Problem statement:
Would you transcribe all of the data exactly, down to the last character?
- Opening Delimiter -
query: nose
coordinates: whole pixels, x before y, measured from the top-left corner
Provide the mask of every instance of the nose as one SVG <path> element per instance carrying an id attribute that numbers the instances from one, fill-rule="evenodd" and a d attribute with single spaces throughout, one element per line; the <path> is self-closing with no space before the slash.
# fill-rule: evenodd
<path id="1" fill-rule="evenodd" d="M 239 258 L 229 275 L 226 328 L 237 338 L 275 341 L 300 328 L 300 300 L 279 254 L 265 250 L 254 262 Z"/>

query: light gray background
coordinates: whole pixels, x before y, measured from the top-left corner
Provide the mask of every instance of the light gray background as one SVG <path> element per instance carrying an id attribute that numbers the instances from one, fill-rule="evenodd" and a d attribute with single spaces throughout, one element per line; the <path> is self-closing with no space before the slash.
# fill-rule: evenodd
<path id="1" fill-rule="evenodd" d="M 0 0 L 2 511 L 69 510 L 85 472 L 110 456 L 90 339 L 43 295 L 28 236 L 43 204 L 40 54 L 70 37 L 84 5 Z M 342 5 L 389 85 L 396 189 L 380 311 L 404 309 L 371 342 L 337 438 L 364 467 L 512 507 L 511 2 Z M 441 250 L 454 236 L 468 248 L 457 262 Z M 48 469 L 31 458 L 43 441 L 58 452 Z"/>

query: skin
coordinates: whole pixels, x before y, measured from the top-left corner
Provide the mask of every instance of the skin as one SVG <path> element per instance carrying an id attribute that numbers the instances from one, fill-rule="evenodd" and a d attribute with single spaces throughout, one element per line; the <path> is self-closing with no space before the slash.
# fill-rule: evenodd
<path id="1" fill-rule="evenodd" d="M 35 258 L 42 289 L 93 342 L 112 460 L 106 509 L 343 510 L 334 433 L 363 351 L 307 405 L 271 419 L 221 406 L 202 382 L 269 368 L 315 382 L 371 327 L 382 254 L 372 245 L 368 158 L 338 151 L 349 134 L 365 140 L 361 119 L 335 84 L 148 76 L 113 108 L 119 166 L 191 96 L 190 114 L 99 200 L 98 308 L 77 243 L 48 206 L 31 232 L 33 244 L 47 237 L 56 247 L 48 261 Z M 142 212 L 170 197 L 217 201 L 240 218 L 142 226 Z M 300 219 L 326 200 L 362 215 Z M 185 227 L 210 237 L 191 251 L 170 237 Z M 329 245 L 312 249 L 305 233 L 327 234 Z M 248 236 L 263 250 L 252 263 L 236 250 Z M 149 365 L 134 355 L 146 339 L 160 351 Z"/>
- Closing Delimiter -
Exercise response:
query: nose
coordinates: whole pixels, x before y, measured from the top-left corner
Provide the mask of every instance of the nose as one SVG <path> element per instance carrying an id attribute that numbers the instances from one, fill-rule="evenodd" and a d attribute with single spaces throughout, one element per line; the <path> is self-closing with no space before the slash.
# fill-rule: evenodd
<path id="1" fill-rule="evenodd" d="M 239 258 L 229 275 L 226 328 L 237 338 L 275 341 L 300 328 L 300 300 L 279 254 L 265 250 L 254 262 Z"/>

query: light gray background
coordinates: whole pixels, x before y, measured from the top-left corner
Provide the mask of every instance of the light gray background as one SVG <path> element per instance carrying an id attribute that numbers the instances from one, fill-rule="evenodd" and a d attribute with single spaces throughout, one element per line; the <path> is self-closing with no space before the slash.
# fill-rule: evenodd
<path id="1" fill-rule="evenodd" d="M 0 0 L 2 511 L 69 510 L 85 472 L 110 456 L 90 339 L 43 295 L 28 236 L 43 204 L 40 54 L 70 37 L 84 5 Z M 342 5 L 389 85 L 396 189 L 380 311 L 404 309 L 371 342 L 337 438 L 364 467 L 512 507 L 511 2 Z M 441 250 L 454 236 L 468 248 L 457 262 Z M 48 469 L 31 458 L 43 441 L 58 452 Z"/>

query: skin
coordinates: whole pixels, x before y, measured from the top-left corner
Provide the mask of every instance of the skin as one SVG <path> element per instance carrying an id attribute that numbers the instances from one, fill-rule="evenodd" and a d attribute with single spaces throughout, one element per line; the <path> is self-closing with no space before the slash.
# fill-rule: evenodd
<path id="1" fill-rule="evenodd" d="M 35 258 L 42 289 L 93 342 L 112 460 L 106 509 L 343 510 L 334 433 L 363 351 L 307 405 L 271 419 L 221 406 L 202 382 L 269 368 L 315 382 L 371 327 L 382 254 L 372 245 L 368 158 L 338 151 L 349 134 L 365 140 L 361 119 L 335 84 L 148 76 L 113 108 L 119 166 L 191 96 L 190 114 L 99 200 L 98 308 L 77 243 L 48 206 L 31 232 L 33 244 L 47 237 L 56 247 L 48 261 Z M 142 212 L 170 197 L 217 201 L 240 218 L 142 226 Z M 300 219 L 326 200 L 362 215 Z M 185 227 L 210 237 L 191 251 L 170 237 Z M 329 245 L 312 249 L 305 233 L 327 234 Z M 248 236 L 263 250 L 252 263 L 236 250 Z M 149 365 L 134 355 L 146 339 L 160 351 Z"/>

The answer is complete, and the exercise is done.